= Text =
For a true and proper power calculation one would have to consider the effects of the parallell connection with the amp input and whether parts of the potentiometer could handle things in whatever position the slider is in. But with 50k, the margins should be sufficient so that more detailed calculations can be avoided.

You need to think of the potentiometer as a variable voltage divider not a resistor. When wired as a voltage divider the resistance value of the potentiometer is much less critical. The line level signal from the equalizer will always be connected across the full resistance of the potentiometer. With the potentiometer fully counter clockwise the input to the amplifier is effectively grounded giving you infinite attenuation. With the potentiometer fully clockwise the equalizer is effectively connected directly to the amplifier giving you no attenuation. As you turn the potentiometer the resistance values in the voltage divider formed by the potentiometer vary.

Data entries:
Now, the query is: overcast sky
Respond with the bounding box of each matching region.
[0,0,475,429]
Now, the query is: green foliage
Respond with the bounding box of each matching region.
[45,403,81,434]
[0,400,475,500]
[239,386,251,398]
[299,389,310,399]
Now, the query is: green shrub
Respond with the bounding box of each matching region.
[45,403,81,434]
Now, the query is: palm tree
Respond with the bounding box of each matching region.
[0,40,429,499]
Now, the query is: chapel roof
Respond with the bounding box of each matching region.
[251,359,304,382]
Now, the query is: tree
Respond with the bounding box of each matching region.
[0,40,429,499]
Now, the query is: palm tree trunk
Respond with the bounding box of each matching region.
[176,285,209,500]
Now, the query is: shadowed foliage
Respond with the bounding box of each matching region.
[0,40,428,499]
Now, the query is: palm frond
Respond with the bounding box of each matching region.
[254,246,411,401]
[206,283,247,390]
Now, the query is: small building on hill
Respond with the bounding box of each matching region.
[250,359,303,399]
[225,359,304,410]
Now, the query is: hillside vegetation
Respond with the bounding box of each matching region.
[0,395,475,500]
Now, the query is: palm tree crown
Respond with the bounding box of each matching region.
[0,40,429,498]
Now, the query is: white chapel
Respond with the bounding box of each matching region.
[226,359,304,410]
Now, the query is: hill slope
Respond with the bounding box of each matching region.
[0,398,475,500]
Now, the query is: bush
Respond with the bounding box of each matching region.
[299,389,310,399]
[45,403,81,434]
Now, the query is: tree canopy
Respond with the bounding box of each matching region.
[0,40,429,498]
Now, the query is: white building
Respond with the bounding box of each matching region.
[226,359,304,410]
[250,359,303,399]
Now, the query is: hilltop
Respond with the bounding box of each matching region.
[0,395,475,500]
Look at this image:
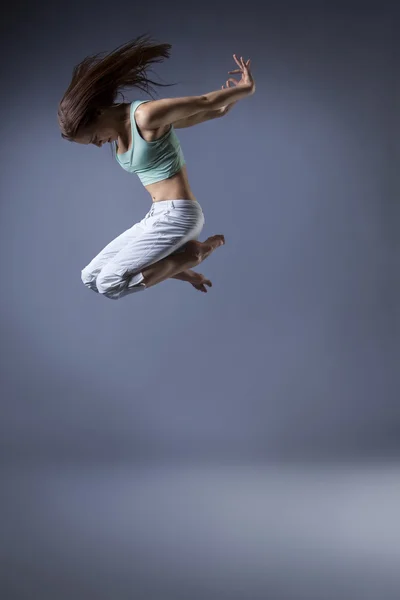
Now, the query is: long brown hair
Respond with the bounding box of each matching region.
[58,33,175,140]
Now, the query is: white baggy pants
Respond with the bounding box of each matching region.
[82,200,204,300]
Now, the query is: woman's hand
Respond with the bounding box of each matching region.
[228,54,256,94]
[218,54,256,116]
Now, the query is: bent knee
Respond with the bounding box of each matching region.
[81,267,97,292]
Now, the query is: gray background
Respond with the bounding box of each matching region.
[0,0,400,600]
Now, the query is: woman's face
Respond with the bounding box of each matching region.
[74,115,118,148]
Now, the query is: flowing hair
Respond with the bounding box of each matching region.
[58,34,175,141]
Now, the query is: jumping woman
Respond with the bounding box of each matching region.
[58,35,255,299]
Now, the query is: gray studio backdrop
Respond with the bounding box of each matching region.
[0,0,400,600]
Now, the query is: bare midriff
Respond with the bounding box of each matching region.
[145,165,197,202]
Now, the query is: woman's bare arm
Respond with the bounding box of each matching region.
[135,56,255,130]
[172,109,225,129]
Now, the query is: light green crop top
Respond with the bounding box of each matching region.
[115,100,185,185]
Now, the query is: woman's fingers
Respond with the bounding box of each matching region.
[229,54,251,73]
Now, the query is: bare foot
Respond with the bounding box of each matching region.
[185,235,225,262]
[190,271,212,293]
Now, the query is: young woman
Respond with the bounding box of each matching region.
[58,36,255,299]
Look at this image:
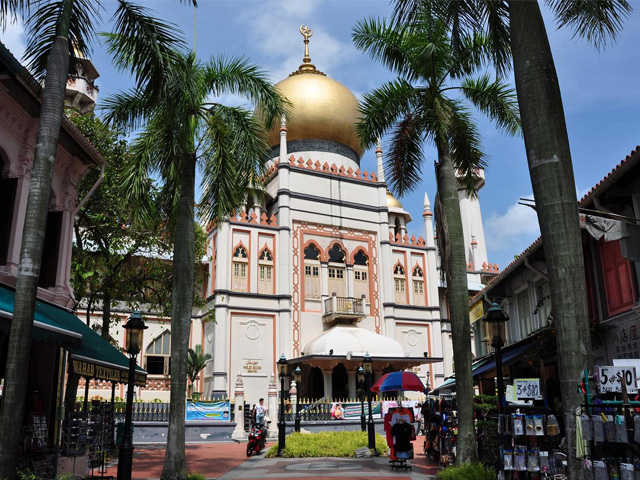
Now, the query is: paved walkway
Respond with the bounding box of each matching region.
[101,437,438,480]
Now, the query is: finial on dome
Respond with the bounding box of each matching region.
[289,25,324,76]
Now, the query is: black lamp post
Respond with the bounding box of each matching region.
[293,365,302,432]
[484,302,509,413]
[278,353,287,457]
[356,365,367,432]
[118,311,149,480]
[362,352,376,451]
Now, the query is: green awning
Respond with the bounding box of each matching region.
[0,287,147,386]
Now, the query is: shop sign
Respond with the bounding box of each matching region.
[595,365,638,393]
[513,378,542,400]
[469,300,484,324]
[71,359,147,386]
[185,400,231,422]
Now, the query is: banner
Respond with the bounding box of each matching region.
[342,402,382,419]
[185,400,231,422]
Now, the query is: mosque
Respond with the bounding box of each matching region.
[197,26,498,401]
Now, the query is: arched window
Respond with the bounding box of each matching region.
[0,149,18,265]
[258,246,273,295]
[144,330,171,375]
[393,262,407,305]
[231,244,249,292]
[412,265,425,305]
[353,250,369,298]
[304,243,322,298]
[328,243,347,297]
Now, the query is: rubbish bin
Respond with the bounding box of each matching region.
[116,422,133,447]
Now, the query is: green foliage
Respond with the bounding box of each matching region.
[70,112,206,338]
[187,473,206,480]
[438,463,496,480]
[266,431,389,458]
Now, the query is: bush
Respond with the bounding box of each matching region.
[438,463,496,480]
[187,473,206,480]
[266,432,389,458]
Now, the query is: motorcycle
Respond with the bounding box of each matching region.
[247,422,271,457]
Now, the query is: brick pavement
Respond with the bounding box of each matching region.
[106,437,438,480]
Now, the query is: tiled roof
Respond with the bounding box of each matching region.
[469,145,640,305]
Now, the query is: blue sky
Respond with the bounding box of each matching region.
[2,0,640,267]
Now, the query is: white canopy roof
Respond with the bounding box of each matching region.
[303,325,404,357]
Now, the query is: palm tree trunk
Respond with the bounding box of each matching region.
[162,153,196,480]
[0,0,73,480]
[436,142,478,464]
[509,0,593,480]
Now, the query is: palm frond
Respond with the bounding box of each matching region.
[461,75,520,135]
[204,57,291,128]
[356,80,416,148]
[200,104,269,221]
[385,114,423,196]
[102,0,185,96]
[24,0,102,79]
[0,0,32,30]
[547,0,633,49]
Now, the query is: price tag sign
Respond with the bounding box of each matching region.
[513,378,542,400]
[595,365,638,393]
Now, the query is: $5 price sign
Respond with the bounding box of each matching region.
[595,366,638,393]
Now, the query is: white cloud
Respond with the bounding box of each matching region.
[485,194,540,251]
[0,19,27,60]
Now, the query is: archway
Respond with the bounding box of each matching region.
[307,367,324,400]
[331,363,349,398]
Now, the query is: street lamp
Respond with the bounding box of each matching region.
[484,302,509,413]
[118,311,149,480]
[277,353,287,457]
[357,365,367,432]
[293,365,302,433]
[362,352,376,451]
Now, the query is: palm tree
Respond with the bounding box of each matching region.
[187,345,213,396]
[0,0,195,480]
[353,9,519,462]
[395,0,631,480]
[106,49,285,480]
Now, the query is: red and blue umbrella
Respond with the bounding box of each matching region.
[371,372,424,393]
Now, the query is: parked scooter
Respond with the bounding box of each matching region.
[247,422,271,457]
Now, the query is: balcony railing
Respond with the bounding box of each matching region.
[323,295,365,323]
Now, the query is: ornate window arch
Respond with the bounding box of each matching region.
[231,242,249,292]
[144,329,171,376]
[258,244,275,295]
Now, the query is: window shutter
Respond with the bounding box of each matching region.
[600,239,635,316]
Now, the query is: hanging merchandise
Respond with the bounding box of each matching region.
[593,460,610,480]
[614,415,629,443]
[580,415,593,442]
[547,415,560,437]
[591,415,605,443]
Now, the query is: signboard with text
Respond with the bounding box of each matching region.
[595,365,638,393]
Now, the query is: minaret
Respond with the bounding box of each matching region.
[65,48,100,114]
[458,168,489,270]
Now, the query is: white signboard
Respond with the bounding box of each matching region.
[595,365,638,393]
[513,378,542,400]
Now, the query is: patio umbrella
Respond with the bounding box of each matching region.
[371,372,424,393]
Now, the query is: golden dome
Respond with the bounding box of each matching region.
[387,190,404,210]
[269,25,364,158]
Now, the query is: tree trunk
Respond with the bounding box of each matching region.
[0,0,73,480]
[162,154,196,480]
[509,0,593,480]
[436,142,478,464]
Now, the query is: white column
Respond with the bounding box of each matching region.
[231,372,245,440]
[267,373,278,437]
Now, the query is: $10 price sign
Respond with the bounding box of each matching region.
[595,365,638,393]
[513,378,542,400]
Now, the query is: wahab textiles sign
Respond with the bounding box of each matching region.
[70,359,147,387]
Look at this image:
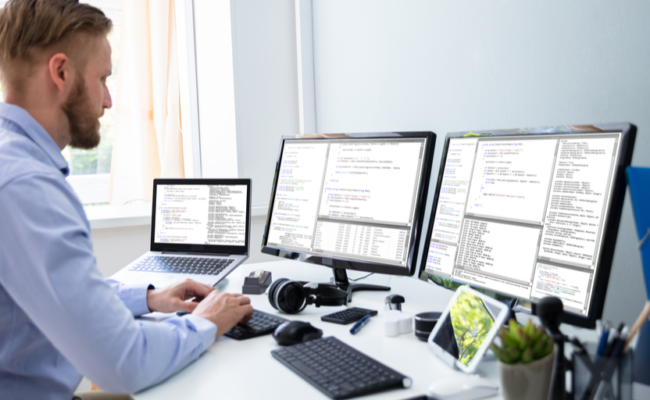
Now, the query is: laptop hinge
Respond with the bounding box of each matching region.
[162,251,232,257]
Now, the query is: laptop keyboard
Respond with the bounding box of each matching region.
[226,310,288,340]
[129,256,235,275]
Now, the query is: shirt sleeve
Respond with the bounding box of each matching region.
[0,174,217,393]
[106,278,151,317]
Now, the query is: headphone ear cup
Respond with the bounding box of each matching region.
[274,281,307,314]
[269,278,288,311]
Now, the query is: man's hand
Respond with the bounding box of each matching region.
[192,290,253,337]
[147,279,214,313]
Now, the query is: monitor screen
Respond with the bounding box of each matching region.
[423,124,629,324]
[265,133,433,275]
[152,180,249,247]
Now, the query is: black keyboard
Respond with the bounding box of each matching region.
[320,307,377,325]
[271,336,411,399]
[129,256,235,275]
[225,310,287,340]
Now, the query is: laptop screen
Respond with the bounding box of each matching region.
[152,183,249,247]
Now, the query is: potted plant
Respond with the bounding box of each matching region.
[490,319,555,400]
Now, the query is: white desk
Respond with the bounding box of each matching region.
[133,261,595,400]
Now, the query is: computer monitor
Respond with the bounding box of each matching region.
[420,124,636,327]
[262,132,436,293]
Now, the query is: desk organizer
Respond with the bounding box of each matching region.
[572,349,633,400]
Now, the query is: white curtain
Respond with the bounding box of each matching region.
[110,0,185,205]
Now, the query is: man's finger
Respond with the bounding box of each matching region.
[183,280,214,297]
[237,304,253,324]
[237,296,251,306]
[179,301,199,313]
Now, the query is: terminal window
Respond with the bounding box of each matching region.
[267,138,426,266]
[154,185,248,246]
[426,133,621,315]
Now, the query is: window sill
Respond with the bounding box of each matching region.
[85,204,151,230]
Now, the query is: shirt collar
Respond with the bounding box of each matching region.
[0,102,70,176]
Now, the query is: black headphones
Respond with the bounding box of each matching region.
[269,278,348,314]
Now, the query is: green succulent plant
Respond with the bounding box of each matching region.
[490,319,554,364]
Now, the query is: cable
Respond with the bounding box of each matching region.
[348,272,374,282]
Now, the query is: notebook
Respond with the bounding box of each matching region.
[112,179,251,288]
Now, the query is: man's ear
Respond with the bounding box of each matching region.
[49,53,73,93]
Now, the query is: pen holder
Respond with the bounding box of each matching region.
[572,349,633,400]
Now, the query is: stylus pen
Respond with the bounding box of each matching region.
[350,314,372,335]
[597,323,609,356]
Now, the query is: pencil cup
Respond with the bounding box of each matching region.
[572,349,633,400]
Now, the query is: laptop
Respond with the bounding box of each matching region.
[112,179,251,288]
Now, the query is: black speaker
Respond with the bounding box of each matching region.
[268,278,348,314]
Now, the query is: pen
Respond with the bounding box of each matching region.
[597,323,609,356]
[350,314,372,335]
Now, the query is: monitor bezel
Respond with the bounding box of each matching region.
[261,131,436,276]
[418,123,636,329]
[150,178,252,255]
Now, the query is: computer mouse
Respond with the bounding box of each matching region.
[273,321,323,346]
[427,375,499,400]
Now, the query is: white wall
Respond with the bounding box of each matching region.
[231,0,299,211]
[313,0,650,323]
[194,0,299,214]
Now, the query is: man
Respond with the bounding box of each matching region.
[0,0,252,400]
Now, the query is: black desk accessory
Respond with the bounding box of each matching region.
[225,310,287,340]
[273,321,323,346]
[320,307,377,325]
[268,278,348,314]
[271,336,411,399]
[415,311,442,342]
[241,270,272,294]
[384,294,404,311]
[537,297,569,400]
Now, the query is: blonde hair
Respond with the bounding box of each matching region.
[0,0,113,87]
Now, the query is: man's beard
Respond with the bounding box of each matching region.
[63,75,101,150]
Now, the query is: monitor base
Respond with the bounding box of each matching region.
[332,268,390,303]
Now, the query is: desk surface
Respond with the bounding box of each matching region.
[133,261,595,400]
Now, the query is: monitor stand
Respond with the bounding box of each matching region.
[332,268,390,303]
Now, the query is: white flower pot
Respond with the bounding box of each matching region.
[499,347,557,400]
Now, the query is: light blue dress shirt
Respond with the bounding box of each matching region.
[0,103,217,400]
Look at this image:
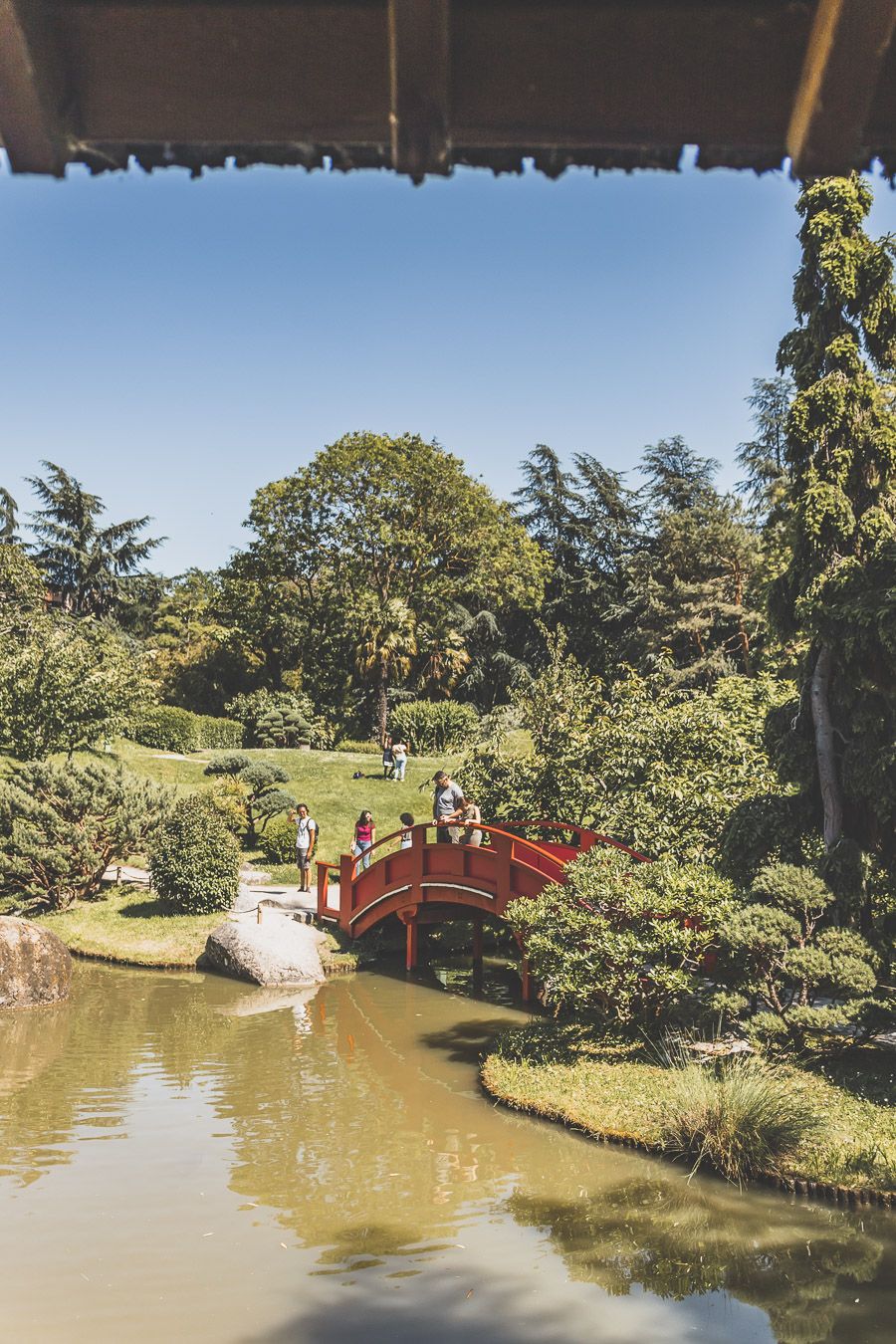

= Given instruction =
From the text on the potentiometer, print the passage starting with "For a true and" and going on through "can be avoided.". These items aren't needed for the work.

= Expected answer =
For a true and proper power calculation one would have to consider the effects of the parallell connection with the amp input and whether parts of the potentiometer could handle things in whatever position the slider is in. But with 50k, the margins should be sufficient so that more detailed calculations can be avoided.